» **Stored items**
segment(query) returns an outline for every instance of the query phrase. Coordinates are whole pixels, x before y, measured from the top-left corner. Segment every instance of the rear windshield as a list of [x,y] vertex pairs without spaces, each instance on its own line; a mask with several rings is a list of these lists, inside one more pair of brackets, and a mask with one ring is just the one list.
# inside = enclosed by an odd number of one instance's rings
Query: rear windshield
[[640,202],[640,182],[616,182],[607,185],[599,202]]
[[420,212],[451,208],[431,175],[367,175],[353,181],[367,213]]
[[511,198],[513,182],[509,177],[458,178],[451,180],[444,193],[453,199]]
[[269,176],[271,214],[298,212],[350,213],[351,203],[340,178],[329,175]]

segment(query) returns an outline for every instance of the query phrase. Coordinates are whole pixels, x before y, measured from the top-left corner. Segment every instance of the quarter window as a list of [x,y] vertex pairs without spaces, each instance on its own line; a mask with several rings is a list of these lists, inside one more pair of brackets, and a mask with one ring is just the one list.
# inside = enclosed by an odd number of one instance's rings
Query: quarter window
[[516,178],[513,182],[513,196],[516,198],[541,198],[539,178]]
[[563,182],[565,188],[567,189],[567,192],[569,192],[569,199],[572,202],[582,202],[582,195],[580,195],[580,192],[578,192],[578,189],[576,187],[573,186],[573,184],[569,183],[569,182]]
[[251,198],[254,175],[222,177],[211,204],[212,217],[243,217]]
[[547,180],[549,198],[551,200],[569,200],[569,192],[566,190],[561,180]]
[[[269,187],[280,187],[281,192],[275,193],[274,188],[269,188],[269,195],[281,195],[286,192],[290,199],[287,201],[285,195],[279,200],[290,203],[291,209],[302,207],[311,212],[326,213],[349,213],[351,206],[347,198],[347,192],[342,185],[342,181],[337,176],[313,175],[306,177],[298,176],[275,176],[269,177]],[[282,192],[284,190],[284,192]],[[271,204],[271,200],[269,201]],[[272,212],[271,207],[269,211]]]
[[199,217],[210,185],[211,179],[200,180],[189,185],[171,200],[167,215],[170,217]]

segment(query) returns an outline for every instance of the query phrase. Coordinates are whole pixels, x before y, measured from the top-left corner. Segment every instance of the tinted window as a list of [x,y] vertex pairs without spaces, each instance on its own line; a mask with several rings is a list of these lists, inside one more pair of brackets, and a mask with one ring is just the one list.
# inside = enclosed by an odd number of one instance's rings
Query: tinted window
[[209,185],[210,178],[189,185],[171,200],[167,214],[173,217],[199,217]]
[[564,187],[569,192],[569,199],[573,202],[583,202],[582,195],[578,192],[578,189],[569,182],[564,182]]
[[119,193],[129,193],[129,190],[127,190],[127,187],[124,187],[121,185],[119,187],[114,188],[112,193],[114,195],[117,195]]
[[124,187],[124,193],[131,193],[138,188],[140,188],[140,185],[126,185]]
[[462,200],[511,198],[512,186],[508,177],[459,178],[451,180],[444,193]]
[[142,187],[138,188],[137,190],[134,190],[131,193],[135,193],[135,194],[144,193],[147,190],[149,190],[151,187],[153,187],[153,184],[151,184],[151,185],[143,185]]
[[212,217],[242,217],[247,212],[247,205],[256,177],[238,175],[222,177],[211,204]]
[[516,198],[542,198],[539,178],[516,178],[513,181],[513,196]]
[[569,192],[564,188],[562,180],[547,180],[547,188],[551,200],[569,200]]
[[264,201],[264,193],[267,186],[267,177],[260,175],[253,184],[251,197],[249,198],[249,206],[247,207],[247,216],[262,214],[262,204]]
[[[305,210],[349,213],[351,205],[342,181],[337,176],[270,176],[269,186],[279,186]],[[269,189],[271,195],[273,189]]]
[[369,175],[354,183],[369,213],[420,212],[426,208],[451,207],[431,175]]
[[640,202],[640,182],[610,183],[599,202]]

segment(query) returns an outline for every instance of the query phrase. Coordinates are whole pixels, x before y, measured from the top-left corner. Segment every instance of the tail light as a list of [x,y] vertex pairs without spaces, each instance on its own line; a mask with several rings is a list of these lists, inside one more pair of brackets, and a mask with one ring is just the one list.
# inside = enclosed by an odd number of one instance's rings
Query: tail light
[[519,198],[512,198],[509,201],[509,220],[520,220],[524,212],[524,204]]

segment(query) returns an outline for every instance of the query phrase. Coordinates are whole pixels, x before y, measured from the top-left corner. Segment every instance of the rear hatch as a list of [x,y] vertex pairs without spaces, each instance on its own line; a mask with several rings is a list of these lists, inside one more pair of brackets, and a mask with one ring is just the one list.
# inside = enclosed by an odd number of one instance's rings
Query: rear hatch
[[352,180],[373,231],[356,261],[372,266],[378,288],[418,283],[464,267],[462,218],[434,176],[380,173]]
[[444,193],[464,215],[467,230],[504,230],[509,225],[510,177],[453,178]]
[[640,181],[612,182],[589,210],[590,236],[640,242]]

» **Work item**
Please copy each entry. Leave nothing out.

» **Answer below**
segment(query) returns an outline for every instance of the query phrase. Coordinates are whole pixels, x before y, measured from the top-left corner. Segment every instance of the rear windshield as a list of [x,y] vertex pairs without spaces, each instance on its own line; a mask with several rings is a list of these lists, inside one more pair of brackets, and a mask with one ring is just the one list.
# inside = enclosed by an odd number of one instance's rings
Query: rear windshield
[[640,202],[640,182],[616,182],[607,185],[599,202]]
[[420,212],[451,208],[431,175],[367,175],[353,181],[367,213]]
[[511,198],[513,182],[509,177],[458,178],[451,180],[444,193],[453,199]]
[[269,176],[271,214],[298,212],[350,213],[351,203],[340,178],[329,175]]

segment(query) returns an outline for every instance of the query phrase. Coordinates are whole pixels, x before y, measured from the top-left corner. Segment every instance of the quarter window as a list of [x,y] vertex pairs without spaces, each instance on its own line; a mask with several rings is a list of these lists, inside one more pair of brackets, and a mask with one ring is just the one list.
# inside = enclosed by an odd number of one instance's rings
Query: quarter window
[[516,178],[513,182],[513,196],[516,198],[541,198],[539,178]]
[[563,182],[565,188],[567,189],[567,192],[569,192],[569,199],[572,202],[582,202],[582,195],[580,195],[580,192],[578,192],[578,189],[576,187],[573,186],[573,184],[569,183],[569,182]]
[[251,198],[254,175],[222,177],[211,204],[212,217],[243,217]]
[[547,180],[549,198],[551,200],[569,200],[569,192],[566,190],[561,180]]
[[[269,187],[280,187],[281,192],[275,193],[274,188],[269,188],[269,195],[281,195],[286,192],[290,199],[287,201],[285,195],[279,200],[290,203],[291,209],[302,207],[311,212],[326,213],[349,213],[351,206],[347,198],[347,192],[342,185],[342,181],[337,176],[313,175],[306,177],[298,176],[275,176],[269,177]],[[282,192],[284,190],[284,192]],[[271,204],[271,200],[269,201]],[[272,212],[271,207],[269,211]]]
[[199,217],[210,185],[211,179],[200,180],[189,185],[171,200],[167,215],[170,217]]

segment(query) returns an outline for every instance of the query phrase. Coordinates are whole pixels, x before y, measured from the top-left corner. Segment every instance of the tinted window as a list of [x,y] vertex pairs without spaces, each instance on its own line; a mask with several rings is a list of these lists, inside one more pair of brackets, and a mask with one ring is just the one list.
# inside = enclosed by an odd number of one instance's rings
Query: tinted window
[[209,185],[210,178],[189,185],[171,200],[167,214],[173,217],[199,217]]
[[564,187],[569,192],[569,199],[573,202],[583,202],[582,195],[578,192],[578,189],[569,182],[564,182]]
[[119,193],[129,193],[129,190],[127,190],[127,187],[124,187],[121,185],[119,187],[114,188],[112,193],[114,195],[117,195]]
[[124,187],[124,193],[131,193],[138,188],[140,188],[140,185],[126,185]]
[[462,200],[511,198],[512,186],[508,177],[459,178],[451,180],[444,193]]
[[142,187],[138,188],[137,190],[134,190],[131,193],[135,193],[135,194],[144,193],[147,190],[149,190],[151,187],[153,187],[153,184],[151,184],[151,185],[143,185]]
[[212,217],[242,217],[247,212],[247,205],[256,177],[238,175],[222,177],[211,204]]
[[516,198],[542,198],[539,178],[516,178],[513,181],[513,196]]
[[569,192],[564,188],[562,180],[547,180],[547,188],[551,200],[569,200]]
[[264,201],[264,193],[267,186],[267,177],[260,175],[253,184],[251,197],[249,198],[249,206],[247,207],[247,216],[262,214],[262,204]]
[[[305,210],[349,213],[351,205],[342,181],[337,176],[270,176],[269,186],[279,186]],[[269,189],[271,195],[273,189]]]
[[369,175],[354,183],[369,213],[420,212],[426,208],[451,207],[431,175]]
[[640,202],[640,182],[610,183],[599,202]]

segment(query) returns an outline for every instance of the query phrase. Coordinates are whole pixels, x before y, measured from the top-left corner. Segment every instance of the tail light as a list of [x,y] vertex pairs without spaces, each instance on its own line; a mask with several rings is a list of these lists, inside one more pair of brackets, and a mask with one ring is just the one list.
# inside = enclosed by an odd number of one instance's rings
Query: tail light
[[519,198],[512,198],[509,201],[509,220],[520,220],[524,212],[524,204]]

segment(query) returns an outline for every instance of the query phrase. Coordinates are whole pixels, x before y, measured from the top-left corner. Segment every instance of the rear hatch as a list of [x,y] vertex pairs without spaces, each instance on its own line; a mask with several rings is a list of these lists, inside one more pair of brackets, and a mask with one ring is just the one list.
# inside = enclosed by an odd number of one instance's rings
Query: rear hatch
[[352,180],[373,231],[356,261],[372,266],[378,288],[418,283],[464,267],[462,218],[434,176],[380,173]]
[[444,193],[464,215],[467,230],[504,230],[509,225],[510,177],[453,178]]
[[640,181],[612,182],[589,210],[590,236],[640,242]]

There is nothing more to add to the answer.